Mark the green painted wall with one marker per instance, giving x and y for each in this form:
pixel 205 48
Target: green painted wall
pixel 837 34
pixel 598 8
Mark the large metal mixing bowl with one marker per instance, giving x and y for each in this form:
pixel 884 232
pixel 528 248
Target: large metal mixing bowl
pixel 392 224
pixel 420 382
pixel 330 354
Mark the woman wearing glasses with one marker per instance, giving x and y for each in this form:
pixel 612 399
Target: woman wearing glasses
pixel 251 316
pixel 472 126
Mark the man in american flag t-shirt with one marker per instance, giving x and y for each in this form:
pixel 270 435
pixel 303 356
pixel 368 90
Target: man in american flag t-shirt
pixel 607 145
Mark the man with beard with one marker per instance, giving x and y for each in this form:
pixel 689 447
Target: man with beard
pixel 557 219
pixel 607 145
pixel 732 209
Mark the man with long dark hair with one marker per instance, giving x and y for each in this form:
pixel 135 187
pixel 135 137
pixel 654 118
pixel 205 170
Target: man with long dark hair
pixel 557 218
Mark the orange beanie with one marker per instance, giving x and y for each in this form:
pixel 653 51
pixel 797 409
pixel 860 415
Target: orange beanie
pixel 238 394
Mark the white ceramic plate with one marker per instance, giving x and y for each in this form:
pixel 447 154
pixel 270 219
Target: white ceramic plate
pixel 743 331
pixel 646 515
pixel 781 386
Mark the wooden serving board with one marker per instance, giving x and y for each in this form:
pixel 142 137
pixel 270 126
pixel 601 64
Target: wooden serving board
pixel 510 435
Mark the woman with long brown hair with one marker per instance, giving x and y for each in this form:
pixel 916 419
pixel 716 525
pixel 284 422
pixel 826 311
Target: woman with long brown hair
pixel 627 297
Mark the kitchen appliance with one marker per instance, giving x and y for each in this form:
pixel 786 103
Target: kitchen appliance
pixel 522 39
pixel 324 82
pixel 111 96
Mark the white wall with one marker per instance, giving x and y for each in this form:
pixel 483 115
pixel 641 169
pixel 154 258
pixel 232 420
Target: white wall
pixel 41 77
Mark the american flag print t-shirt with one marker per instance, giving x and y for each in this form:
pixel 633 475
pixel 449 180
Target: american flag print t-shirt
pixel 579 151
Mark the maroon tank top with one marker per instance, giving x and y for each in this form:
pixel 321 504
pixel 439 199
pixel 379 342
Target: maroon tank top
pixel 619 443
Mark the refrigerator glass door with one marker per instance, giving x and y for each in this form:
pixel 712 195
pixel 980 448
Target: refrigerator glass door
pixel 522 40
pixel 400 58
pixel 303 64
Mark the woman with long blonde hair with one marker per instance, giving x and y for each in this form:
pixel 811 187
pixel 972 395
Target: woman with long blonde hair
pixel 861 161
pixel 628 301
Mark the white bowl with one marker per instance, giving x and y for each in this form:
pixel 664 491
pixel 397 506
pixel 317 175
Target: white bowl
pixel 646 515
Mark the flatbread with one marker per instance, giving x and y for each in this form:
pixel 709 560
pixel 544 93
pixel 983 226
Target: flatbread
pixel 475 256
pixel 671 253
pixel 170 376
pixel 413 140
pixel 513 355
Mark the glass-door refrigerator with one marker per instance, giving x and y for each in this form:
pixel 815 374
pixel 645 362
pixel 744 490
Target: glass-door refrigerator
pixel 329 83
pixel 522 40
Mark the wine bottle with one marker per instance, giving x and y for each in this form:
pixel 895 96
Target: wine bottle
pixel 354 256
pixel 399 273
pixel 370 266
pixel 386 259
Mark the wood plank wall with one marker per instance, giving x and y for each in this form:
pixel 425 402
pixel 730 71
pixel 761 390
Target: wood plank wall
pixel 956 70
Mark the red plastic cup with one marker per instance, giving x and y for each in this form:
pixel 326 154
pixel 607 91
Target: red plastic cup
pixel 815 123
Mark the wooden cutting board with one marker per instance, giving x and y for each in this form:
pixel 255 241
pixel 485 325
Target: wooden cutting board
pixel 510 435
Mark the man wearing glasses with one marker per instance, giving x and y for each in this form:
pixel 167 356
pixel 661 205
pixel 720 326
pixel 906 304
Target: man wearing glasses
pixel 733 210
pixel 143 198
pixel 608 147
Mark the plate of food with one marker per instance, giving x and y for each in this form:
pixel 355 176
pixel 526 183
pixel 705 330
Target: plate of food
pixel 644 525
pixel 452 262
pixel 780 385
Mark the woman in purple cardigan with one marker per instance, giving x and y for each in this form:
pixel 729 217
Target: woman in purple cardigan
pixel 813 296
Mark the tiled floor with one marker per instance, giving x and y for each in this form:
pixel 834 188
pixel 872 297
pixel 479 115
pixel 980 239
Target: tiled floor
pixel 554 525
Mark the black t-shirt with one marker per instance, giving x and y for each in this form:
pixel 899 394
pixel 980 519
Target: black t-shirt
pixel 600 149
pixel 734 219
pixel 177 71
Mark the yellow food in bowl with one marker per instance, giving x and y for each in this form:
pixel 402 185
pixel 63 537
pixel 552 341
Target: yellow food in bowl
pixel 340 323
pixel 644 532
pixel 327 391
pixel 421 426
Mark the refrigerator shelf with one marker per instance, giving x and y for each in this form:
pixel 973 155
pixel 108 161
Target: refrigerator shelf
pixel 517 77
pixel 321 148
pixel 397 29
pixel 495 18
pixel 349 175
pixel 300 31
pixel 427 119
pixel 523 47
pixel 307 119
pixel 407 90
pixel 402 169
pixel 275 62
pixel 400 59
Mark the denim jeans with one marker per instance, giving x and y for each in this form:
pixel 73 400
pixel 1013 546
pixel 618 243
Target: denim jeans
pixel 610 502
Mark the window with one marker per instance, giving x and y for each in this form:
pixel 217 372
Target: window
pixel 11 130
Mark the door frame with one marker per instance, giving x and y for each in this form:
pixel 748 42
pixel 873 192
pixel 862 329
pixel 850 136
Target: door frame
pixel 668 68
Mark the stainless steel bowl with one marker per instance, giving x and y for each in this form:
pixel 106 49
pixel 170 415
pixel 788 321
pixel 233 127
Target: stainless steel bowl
▬▬▬▬▬▬▬▬▬▬
TASK GOAL
Rewrite every line of the listing above, replacing "marker" with "point" wherever it appears and leaving everything else unchanged.

REPLY
Mark the green painted wall with one point per instance, giving x and y for each in this form:
pixel 205 48
Target: green painted wall
pixel 837 34
pixel 598 8
Mark the large metal mixing bowl with one point per instance, giving x and y for each in this form:
pixel 884 232
pixel 528 248
Target: large metal mixing bowl
pixel 392 224
pixel 420 382
pixel 330 354
Mark the woman wearing glasses with one point per instance, giving x and y for each in this form:
pixel 612 399
Target: woman wearing glasses
pixel 251 316
pixel 472 126
Mark the man in american flag t-shirt with one point per instance, giving x and y for each in this form:
pixel 270 435
pixel 303 356
pixel 368 90
Target: man in american flag t-shirt
pixel 607 145
Mark the man with beard with one point per instance, giving x and y for each in this form:
pixel 689 447
Target: man with beard
pixel 557 219
pixel 607 145
pixel 732 209
Mark the man with long dark hair with one point per instance, giving x and y for each in this form:
pixel 135 187
pixel 135 137
pixel 654 118
pixel 205 170
Target: man with long dark hair
pixel 557 218
Mark the orange beanie with one point per instance, giving x and y for each in this form:
pixel 653 51
pixel 797 409
pixel 860 415
Target: orange beanie
pixel 238 394
Mark the white ceramic plate with one point per instance, giving x and y for each in this form:
pixel 447 154
pixel 270 219
Target: white ceramic plate
pixel 743 331
pixel 646 515
pixel 781 386
Mark the wooden serving board with one point per instance, giving x and y for each in this form:
pixel 142 137
pixel 270 126
pixel 601 64
Target: wooden serving board
pixel 510 435
Mark the woman with long brown hair with one point per instance, giving x and y for each in this form:
pixel 916 419
pixel 716 525
pixel 284 422
pixel 826 311
Target: woman with long brown hair
pixel 627 297
Mark the kitchen appliance with one point per instance, giving x and y for each in this form:
pixel 786 103
Target: kitchen appliance
pixel 522 39
pixel 324 82
pixel 111 96
Mark the white wall with one point per instance, giving x and y for each in this form:
pixel 483 115
pixel 641 169
pixel 154 258
pixel 232 420
Target: white wall
pixel 41 77
Mark the american flag print t-shirt with one point per instance, giving x and y for each in this form:
pixel 633 475
pixel 449 180
Target: american flag print t-shirt
pixel 579 151
Mark the maroon tank top with one point per instance, giving x and y for each in this form:
pixel 321 504
pixel 439 199
pixel 379 342
Target: maroon tank top
pixel 619 443
Mark the refrigerator glass door with one point per instance, giving x and y for each in this form:
pixel 712 195
pixel 980 448
Target: refrigerator glass door
pixel 522 40
pixel 400 58
pixel 303 64
Mark the woman with long blonde hair with one point per instance, giving x and y for each in this form:
pixel 811 187
pixel 972 395
Target: woman with long blonde hair
pixel 861 161
pixel 628 301
Mark the white bowl with one point per instance, giving x and y for each in this form:
pixel 664 491
pixel 397 506
pixel 317 175
Target: white bowl
pixel 646 515
Mark the flatbread with one point per instance, giving x and y for each in this form:
pixel 709 560
pixel 544 93
pixel 983 226
Target: flatbread
pixel 475 256
pixel 671 253
pixel 170 376
pixel 413 140
pixel 513 355
Mark the glass-door refrigerator with one point per instance, giving x and y for each in this form:
pixel 815 374
pixel 645 362
pixel 744 490
Target: glass-door refrigerator
pixel 329 83
pixel 522 40
Mark the wine bottle with one point per instance, giving x and y for each in this form:
pixel 895 96
Target: wine bottle
pixel 354 256
pixel 399 273
pixel 370 266
pixel 386 259
Mark the wood plank wall with one point per instance, giving x and y for each in this form:
pixel 425 402
pixel 730 71
pixel 761 390
Target: wood plank wall
pixel 956 70
Mark the red plastic cup with one point per instance, giving x and y for each in this form:
pixel 326 154
pixel 607 91
Target: red plastic cup
pixel 815 123
Mark the wooden cutting board with one point per instance, giving x and y for each in this form:
pixel 255 241
pixel 485 325
Target: wooden cutting board
pixel 510 435
Mark the man wearing glasses with one point per instance, giving x and y for each in this form:
pixel 167 356
pixel 661 205
pixel 720 326
pixel 906 304
Target: man wearing glasses
pixel 733 210
pixel 143 198
pixel 608 147
Mark the plate of food with one point per instance, giving x and y for each in this form:
pixel 355 176
pixel 526 183
pixel 705 330
Target: plate of food
pixel 644 525
pixel 452 262
pixel 780 385
Mark the woman in purple cardigan with one point per instance, giving x and y for each in this form:
pixel 729 217
Target: woman in purple cardigan
pixel 813 296
Mark the tiled floor with one point per instance, giving x and y for each in this form:
pixel 834 188
pixel 872 297
pixel 479 115
pixel 980 239
Target: tiled floor
pixel 554 525
Mark the black t-shirt with one point per instance, giving x and y for each in this form:
pixel 899 394
pixel 980 519
Target: black t-shirt
pixel 600 149
pixel 734 219
pixel 177 71
Mark the yellow food in bowl with one point per instance, giving x and y for each in this form:
pixel 402 185
pixel 63 537
pixel 552 341
Target: yellow food in bowl
pixel 340 323
pixel 644 532
pixel 327 391
pixel 421 426
Mark the refrigerator shelf with one point per instance, giving x and y for each in this form:
pixel 973 155
pixel 108 161
Target: refrigerator shelf
pixel 517 77
pixel 321 148
pixel 397 29
pixel 495 18
pixel 349 175
pixel 300 31
pixel 427 119
pixel 523 47
pixel 307 119
pixel 407 90
pixel 402 169
pixel 275 62
pixel 400 59
Mark the denim jeans with one point per instance, giving x and y for each in this form:
pixel 73 400
pixel 1013 546
pixel 618 243
Target: denim jeans
pixel 610 502
Mark the window with one point per instance, giving x and y for each in this form:
pixel 217 372
Target: window
pixel 11 130
Mark the door frame with one point per instance, giving x and y for each in this form:
pixel 748 42
pixel 873 192
pixel 862 329
pixel 850 136
Target: door frame
pixel 668 68
Mark the stainless steel bowl with one point per instance, giving x and y for each in this form:
pixel 106 49
pixel 170 415
pixel 788 321
pixel 233 127
Target: stainless steel bowl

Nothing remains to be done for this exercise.